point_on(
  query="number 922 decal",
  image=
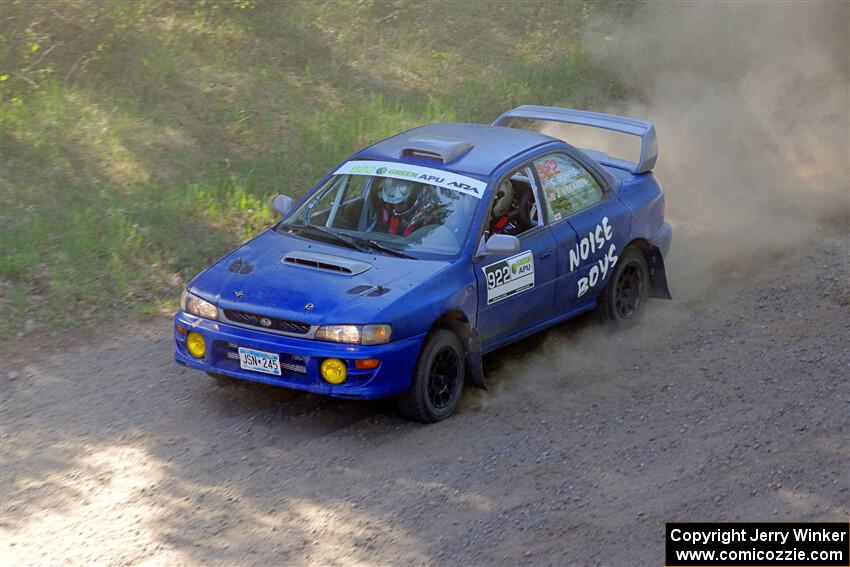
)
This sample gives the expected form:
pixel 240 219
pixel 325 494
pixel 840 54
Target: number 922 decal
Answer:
pixel 509 276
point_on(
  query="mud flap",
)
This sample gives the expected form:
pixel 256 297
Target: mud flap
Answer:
pixel 474 361
pixel 657 275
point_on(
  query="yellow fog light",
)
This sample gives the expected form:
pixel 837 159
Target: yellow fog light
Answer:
pixel 196 345
pixel 334 371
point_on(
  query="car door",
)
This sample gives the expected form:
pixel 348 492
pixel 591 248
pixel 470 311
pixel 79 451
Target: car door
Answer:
pixel 590 225
pixel 517 291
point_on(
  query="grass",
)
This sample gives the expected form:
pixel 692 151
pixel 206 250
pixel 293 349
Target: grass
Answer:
pixel 141 140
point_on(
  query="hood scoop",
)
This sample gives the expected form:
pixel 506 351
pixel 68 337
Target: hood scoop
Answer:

__Do this__:
Copy out all of the rows above character for character, but leave out the pictures.

__Complete response__:
point_on(
  query="number 922 decal",
  image=
)
This sample gives the expected form:
pixel 240 219
pixel 325 494
pixel 840 54
Target: number 922 decal
Answer:
pixel 509 276
point_on(
  query="mud flap",
)
This sample gives the expected form:
pixel 256 297
Target: mud flap
Answer:
pixel 474 361
pixel 657 275
point_on(
  query="yellow fog light",
)
This sample gives the expected form:
pixel 837 159
Target: yellow fog light
Answer:
pixel 196 345
pixel 334 371
point_on(
  query="car door",
)
This sample gives the expected form:
pixel 348 492
pixel 591 248
pixel 470 311
pixel 79 451
Target: car door
Answer:
pixel 590 225
pixel 517 291
point_on(
  query="grass",
)
This sample gives the expected form:
pixel 692 151
pixel 206 250
pixel 293 349
Target: grass
Answer:
pixel 141 140
point_on(
  query="hood scoop",
)
This sample gives the expected form:
pixel 506 351
pixel 68 337
Target: hood scoop
Answer:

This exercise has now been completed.